===== Kutipan Teks

Gejala subyektif sukar untuk didapatkan karena anak tidak memberikan keluhan apapun ( bila dijumpai pada anak yang lebuh besar, gejala subyektif yang dikeluhkan umumnya adalah penglihatan yang menurun) sehingga retinoblastoma biasanya tidak disadari sampai perkembangannya cukup lanjut sampai menimbulkan gejala obyektif. Gejala obyektif pada retinoblastoma dari yang tersering disadari hingga yang jarang disadari (Chintagumpala, 2007) :
1.      Leukokoria ( Amourotic Cat’s Eye).
2.      Strabismus.
3.      Heterokromia.
4.      Glaukoma.
5.      Hifema.
6.      Peradangan orbita.


Leukokoria (mata kanan) pada Retinoblastoma
                                                      (Wikipedia, 2008)
Didapatkan tiga stadium pada retinoblastoma, yaitu (Wijana, 1993) :
1.      Stadium tenang : Pupil lebar. Pada pupil tampak reflek kuning yang disebut Amourotic Cat’s Eye. Hal inilah yang menarik perhatian orangtuanya untuk membawa anak berobat. Pada funduskopi tampak bercak berwarna kuning mengkilat dapat menonjol ke dalam badan kaca. Pada permukaan terdapat neovaskularisasi dan perdarahan.                                       
2.      Stadium glaukoma : Oleh karena tumor yang semakin besar, maka tekanan intraokuler meningkat sehingga menyebabkan glaukoma sekunder dengan disertai rasa sakit yang sangat. Media refrakta menjadi keruh, oleh karenanya pada pemeriksaan dengan funduskopi sudah tidak jelas dan sukar untuk menentukan besarnya tumor.
3.      Stadium ekstraokuler : Tumor menjadi lebih besar, bola mata membesar, menyebabkan eksoptalmus, kemudian dapat pecah ke depan sampai keluar dari rongga orbita disertai dengan jaringan nekrosis di atasnya (retinoblastoma eksofitik). Pertumbuhan dapat pula terjadi kebelakang sepanjang nervus optikus dan masuk ke ruang tengkorak (retinoblastoma endofitik)

==========
===== Data Sumber

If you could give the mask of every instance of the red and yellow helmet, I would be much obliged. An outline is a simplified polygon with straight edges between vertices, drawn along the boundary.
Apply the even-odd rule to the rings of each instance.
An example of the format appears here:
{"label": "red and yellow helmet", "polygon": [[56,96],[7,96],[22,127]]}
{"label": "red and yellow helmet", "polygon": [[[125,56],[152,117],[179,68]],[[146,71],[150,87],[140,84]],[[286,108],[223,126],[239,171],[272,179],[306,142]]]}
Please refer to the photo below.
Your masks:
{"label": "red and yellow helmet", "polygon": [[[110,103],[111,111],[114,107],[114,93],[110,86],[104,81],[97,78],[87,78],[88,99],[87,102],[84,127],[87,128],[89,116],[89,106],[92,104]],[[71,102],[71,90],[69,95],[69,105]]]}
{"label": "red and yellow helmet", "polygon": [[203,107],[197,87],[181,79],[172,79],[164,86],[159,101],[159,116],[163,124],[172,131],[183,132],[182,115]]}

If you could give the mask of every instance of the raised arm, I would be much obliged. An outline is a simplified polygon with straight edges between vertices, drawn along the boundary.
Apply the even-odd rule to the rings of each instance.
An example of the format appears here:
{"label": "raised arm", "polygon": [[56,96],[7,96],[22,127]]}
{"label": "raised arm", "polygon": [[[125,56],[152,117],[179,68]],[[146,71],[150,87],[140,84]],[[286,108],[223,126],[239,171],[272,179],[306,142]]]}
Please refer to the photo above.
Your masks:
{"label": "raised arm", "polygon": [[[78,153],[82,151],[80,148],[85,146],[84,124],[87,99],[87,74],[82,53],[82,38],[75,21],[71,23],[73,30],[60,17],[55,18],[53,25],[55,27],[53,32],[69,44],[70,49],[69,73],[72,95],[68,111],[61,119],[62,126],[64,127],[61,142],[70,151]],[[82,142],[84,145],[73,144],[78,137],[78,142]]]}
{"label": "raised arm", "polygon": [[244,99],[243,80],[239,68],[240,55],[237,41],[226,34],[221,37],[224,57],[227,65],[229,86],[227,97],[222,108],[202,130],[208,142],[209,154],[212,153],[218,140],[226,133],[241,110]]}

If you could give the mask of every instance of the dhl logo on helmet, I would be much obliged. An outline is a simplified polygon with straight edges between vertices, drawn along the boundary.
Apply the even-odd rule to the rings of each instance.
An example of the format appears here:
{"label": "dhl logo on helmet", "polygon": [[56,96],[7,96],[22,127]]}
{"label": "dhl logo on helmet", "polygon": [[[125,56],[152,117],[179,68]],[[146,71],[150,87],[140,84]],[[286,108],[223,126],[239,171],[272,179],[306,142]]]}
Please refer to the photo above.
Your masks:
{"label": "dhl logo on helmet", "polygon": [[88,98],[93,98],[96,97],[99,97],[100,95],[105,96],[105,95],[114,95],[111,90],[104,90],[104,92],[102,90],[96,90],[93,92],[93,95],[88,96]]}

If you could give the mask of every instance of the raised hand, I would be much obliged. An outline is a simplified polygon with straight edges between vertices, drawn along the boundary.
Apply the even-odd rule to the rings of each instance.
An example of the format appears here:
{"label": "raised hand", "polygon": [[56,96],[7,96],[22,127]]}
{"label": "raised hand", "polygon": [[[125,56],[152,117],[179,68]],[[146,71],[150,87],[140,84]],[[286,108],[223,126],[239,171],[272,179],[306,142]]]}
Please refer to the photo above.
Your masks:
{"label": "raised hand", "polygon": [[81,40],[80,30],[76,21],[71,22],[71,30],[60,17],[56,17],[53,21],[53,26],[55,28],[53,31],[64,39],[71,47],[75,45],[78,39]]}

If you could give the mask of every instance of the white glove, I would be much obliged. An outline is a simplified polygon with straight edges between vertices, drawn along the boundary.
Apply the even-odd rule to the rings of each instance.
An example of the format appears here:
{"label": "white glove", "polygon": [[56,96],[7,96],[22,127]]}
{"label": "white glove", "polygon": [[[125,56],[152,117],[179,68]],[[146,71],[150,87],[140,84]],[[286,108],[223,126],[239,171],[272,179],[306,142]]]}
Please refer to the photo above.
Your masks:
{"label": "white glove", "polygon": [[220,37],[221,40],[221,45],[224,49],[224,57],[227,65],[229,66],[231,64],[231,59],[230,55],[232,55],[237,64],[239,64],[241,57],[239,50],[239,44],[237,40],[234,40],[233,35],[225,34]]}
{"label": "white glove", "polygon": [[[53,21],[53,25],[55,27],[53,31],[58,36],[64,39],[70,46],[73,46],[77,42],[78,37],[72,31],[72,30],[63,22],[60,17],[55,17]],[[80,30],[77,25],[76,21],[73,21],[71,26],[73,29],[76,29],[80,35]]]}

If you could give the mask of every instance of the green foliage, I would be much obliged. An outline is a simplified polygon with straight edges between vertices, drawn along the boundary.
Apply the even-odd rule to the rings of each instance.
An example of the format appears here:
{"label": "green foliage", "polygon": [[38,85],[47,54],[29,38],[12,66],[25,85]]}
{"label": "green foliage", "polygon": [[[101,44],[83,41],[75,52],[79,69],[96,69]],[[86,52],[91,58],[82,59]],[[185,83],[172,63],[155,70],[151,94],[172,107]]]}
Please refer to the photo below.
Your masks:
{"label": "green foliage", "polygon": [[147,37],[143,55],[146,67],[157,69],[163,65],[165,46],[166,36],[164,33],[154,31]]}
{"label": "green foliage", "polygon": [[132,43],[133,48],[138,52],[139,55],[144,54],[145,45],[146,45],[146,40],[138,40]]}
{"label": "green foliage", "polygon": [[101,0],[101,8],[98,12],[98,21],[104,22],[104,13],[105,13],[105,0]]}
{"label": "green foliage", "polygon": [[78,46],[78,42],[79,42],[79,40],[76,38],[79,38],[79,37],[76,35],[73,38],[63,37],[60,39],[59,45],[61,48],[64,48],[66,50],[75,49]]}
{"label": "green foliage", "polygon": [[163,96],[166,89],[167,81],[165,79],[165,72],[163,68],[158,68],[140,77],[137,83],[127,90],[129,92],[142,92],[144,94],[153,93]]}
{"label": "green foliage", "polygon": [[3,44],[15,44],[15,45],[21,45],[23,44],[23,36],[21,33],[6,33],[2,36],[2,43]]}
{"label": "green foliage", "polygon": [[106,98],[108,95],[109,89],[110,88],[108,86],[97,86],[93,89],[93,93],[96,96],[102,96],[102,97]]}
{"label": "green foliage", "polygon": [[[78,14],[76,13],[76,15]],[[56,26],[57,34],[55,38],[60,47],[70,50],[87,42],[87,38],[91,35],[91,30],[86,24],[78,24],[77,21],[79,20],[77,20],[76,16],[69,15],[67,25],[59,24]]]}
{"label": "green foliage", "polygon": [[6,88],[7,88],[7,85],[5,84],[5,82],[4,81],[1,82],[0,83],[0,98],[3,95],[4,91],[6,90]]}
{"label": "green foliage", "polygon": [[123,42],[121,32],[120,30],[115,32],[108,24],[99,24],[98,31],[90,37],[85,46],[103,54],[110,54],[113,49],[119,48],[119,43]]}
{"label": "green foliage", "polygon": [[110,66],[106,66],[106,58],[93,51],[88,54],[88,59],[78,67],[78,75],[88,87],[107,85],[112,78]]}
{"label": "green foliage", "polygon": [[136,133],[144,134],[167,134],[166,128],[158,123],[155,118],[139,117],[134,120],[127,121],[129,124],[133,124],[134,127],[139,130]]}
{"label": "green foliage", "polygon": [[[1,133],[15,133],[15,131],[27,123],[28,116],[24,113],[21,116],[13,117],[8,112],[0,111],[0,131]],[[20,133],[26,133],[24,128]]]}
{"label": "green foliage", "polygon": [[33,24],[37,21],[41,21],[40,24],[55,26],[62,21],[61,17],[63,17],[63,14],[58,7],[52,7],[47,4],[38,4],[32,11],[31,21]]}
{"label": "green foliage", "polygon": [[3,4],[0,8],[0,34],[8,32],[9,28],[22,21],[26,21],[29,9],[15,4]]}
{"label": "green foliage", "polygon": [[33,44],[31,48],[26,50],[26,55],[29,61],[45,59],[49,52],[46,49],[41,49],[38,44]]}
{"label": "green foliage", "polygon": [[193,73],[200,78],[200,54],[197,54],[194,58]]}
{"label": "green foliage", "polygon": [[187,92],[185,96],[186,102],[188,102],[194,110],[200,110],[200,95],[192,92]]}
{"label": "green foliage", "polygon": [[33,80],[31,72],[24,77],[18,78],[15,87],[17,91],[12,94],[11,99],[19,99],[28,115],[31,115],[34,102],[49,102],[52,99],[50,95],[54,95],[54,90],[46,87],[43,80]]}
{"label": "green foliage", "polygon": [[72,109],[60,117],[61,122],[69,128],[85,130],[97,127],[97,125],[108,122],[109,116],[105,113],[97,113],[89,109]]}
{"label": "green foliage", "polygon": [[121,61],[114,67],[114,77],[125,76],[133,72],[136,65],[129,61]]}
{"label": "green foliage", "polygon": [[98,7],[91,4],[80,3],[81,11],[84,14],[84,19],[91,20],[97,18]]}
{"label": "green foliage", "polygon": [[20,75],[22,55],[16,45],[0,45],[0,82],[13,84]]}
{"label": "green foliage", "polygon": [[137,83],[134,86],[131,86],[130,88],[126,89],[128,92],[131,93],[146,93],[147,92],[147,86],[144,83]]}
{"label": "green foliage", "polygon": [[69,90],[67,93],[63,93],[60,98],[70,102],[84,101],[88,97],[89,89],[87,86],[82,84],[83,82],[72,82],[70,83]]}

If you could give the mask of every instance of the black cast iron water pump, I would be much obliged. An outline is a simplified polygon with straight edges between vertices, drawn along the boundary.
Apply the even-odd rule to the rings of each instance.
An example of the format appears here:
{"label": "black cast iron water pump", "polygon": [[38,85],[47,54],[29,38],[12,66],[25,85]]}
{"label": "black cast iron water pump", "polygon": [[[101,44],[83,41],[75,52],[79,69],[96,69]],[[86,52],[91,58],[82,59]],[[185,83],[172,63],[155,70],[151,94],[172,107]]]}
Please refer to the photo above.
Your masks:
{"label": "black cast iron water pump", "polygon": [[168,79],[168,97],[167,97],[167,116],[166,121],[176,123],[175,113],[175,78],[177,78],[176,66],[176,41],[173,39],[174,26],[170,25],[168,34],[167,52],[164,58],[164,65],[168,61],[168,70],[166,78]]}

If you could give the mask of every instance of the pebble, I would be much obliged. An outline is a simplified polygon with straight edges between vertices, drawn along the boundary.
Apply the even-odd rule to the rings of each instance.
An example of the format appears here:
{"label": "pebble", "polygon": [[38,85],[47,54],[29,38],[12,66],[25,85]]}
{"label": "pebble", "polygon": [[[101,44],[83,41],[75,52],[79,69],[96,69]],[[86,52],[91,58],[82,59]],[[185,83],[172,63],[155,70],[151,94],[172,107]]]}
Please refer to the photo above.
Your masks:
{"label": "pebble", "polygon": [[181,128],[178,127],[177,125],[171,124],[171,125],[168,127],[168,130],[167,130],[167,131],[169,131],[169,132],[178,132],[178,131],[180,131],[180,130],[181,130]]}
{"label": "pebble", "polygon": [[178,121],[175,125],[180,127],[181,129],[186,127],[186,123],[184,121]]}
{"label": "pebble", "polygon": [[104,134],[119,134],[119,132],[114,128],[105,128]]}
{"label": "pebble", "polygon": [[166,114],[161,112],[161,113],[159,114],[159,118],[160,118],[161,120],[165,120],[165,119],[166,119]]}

==========
===== Data Sumber

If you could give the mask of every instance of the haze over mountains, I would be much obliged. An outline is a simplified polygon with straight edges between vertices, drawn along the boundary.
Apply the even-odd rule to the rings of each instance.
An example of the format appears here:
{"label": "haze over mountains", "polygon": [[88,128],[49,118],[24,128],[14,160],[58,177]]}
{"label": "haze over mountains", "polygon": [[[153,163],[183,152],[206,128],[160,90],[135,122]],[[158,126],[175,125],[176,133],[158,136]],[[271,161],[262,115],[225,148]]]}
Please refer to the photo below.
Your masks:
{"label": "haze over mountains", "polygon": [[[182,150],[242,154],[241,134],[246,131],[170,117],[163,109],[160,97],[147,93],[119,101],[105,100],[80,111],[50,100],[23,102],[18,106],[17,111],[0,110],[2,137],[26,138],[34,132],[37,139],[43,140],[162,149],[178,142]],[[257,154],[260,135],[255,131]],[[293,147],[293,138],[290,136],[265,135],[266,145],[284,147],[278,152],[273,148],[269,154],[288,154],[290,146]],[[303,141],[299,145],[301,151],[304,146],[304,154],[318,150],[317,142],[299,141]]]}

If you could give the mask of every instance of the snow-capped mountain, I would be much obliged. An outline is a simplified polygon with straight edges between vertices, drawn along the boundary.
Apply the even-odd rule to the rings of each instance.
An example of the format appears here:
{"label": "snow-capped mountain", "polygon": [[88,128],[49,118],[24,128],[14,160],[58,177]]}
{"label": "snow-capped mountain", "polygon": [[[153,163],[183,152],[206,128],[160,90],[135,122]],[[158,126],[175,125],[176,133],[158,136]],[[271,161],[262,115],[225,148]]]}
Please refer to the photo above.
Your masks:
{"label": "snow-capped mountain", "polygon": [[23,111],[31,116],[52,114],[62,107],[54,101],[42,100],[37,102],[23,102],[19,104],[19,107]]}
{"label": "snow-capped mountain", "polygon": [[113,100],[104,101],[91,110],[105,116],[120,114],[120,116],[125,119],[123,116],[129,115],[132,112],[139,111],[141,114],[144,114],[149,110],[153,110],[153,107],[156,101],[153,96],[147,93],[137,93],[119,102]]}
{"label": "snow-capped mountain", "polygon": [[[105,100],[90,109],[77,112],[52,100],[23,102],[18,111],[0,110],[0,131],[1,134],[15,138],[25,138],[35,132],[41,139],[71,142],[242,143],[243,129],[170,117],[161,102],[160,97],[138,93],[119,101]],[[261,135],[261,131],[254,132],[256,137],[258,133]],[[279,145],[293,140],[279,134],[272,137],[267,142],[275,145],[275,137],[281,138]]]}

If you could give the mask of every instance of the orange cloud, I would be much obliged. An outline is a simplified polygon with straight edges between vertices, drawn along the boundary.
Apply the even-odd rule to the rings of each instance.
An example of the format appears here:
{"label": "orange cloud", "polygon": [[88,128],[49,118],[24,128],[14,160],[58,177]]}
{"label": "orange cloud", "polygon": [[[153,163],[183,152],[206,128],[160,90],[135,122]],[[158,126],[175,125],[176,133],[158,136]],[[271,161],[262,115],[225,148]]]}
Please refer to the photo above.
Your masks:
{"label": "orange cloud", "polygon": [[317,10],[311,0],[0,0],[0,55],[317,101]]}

==========

• Tugas Anda:
1. Salin kembali bagian teks tentang retinoblastoma mulai dari "Gejala subyektif sukar" sampai dengan "6.      Peradangan orbita.".
2. Terjemahkan kalimat "Pada permukaan terdapat neovaskularisasi dan perdarahan." dari teks tentang retinoblastoma ke dalam bahasa Inggris.

• Penyelesaian:
1.
Gejala subyektif sukar untuk didapatkan karena anak tidak memberikan keluhan apapun ( bila dijumpai pada anak yang lebuh besar, gejala subyektif yang dikeluhkan umumnya adalah penglihatan yang menurun) sehingga retinoblastoma biasanya tidak disadari sampai perkembangannya cukup lanjut sampai menimbulkan gejala obyektif. Gejala obyektif pada retinoblastoma dari yang tersering disadari hingga yang jarang disadari (Chintagumpala, 2007) :
1.      Leukokoria ( Amourotic Cat’s Eye).
2.      Strabismus.
3.      Heterokromia.
4.      Glaukoma.
5.      Hifema.
6.      Peradangan orbita.

2. On the surface there is neovascularization and hemorrhage.